-- start of DOCUMENT EXTRACT --

Have you ever had a good friend break up with someone you couldn’t stand?  Suddenly you feel free to speak truthfully about what you think of that person.  You tell your friend how their ex wasn’t good enough for them and how they always really annoyed you…

AND THEN THEY GET BACK TOGETHER!!!!

It can be so awkward to have had the honest conversation with someone only to find they seem to have forgiven all and are happy and in love again.  We are amazed at how the friend has forgotten all of the negatives about this partner they had unloaded on you just a few days ago.

Well, friends, I have to tell you that we all do it.  In fact, if you are thinking about an ex at this moment and you can only remember the good times, you are doing it right now.

Tip #2 for managing a relationship breakup is about being honest.

Romanticizing the past relationship is a trick our mind plays on us.  Is it so that we will satisfy that craving we have to be loved? Remembering the good things about a relationship from the past is where we eventually want to end up but as we are trying to move through the pain, it isn’t always the most helpful process right away.

-- end of DOCUMENT EXTRACT --

WHAT TO DO: What is Tip #2 for managing a relationship breakup about, according to the breakup passage? The data has no connection to the breakup passage.

-- start of RECORD EXTRACTS --

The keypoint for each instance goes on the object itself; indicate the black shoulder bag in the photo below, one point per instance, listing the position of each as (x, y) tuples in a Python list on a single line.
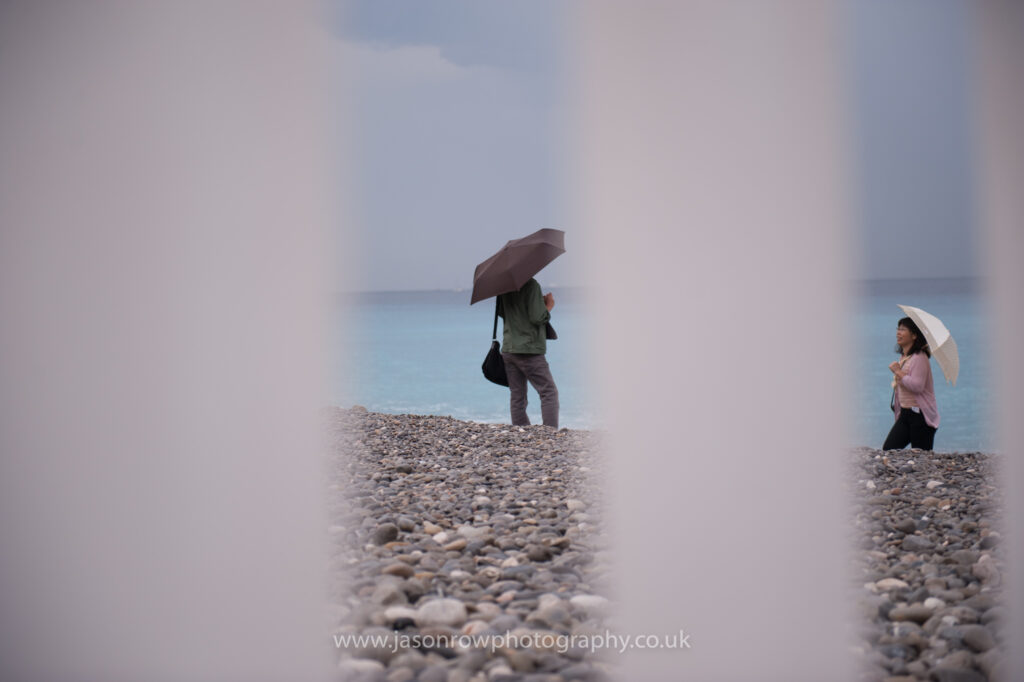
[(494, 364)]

-- end of RECORD EXTRACTS --
-- start of RECORD EXTRACTS --

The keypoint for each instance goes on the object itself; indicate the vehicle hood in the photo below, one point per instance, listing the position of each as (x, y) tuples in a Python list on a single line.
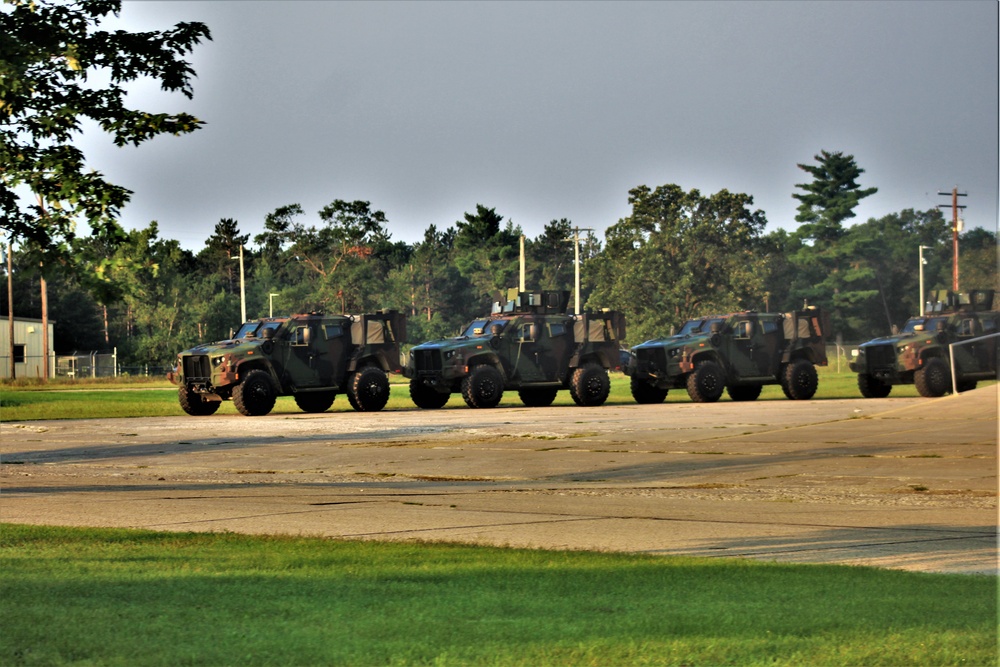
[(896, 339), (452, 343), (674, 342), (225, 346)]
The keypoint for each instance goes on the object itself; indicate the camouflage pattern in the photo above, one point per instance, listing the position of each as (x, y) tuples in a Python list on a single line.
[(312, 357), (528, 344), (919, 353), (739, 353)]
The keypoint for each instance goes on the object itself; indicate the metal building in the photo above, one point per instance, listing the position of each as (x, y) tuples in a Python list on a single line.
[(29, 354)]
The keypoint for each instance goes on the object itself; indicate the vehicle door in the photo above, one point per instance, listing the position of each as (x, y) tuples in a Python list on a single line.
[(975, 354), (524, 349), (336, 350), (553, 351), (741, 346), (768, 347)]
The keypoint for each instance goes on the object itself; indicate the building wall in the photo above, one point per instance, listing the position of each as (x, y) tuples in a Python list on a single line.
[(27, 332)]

-- end of RECORD EXTRACTS --
-- start of RECORD EXTRACTS --

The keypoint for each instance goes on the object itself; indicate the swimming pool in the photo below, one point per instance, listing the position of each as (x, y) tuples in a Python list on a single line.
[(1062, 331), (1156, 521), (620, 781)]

-- end of RECORD EXTRACTS --

ANSWER BELOW: Being honest.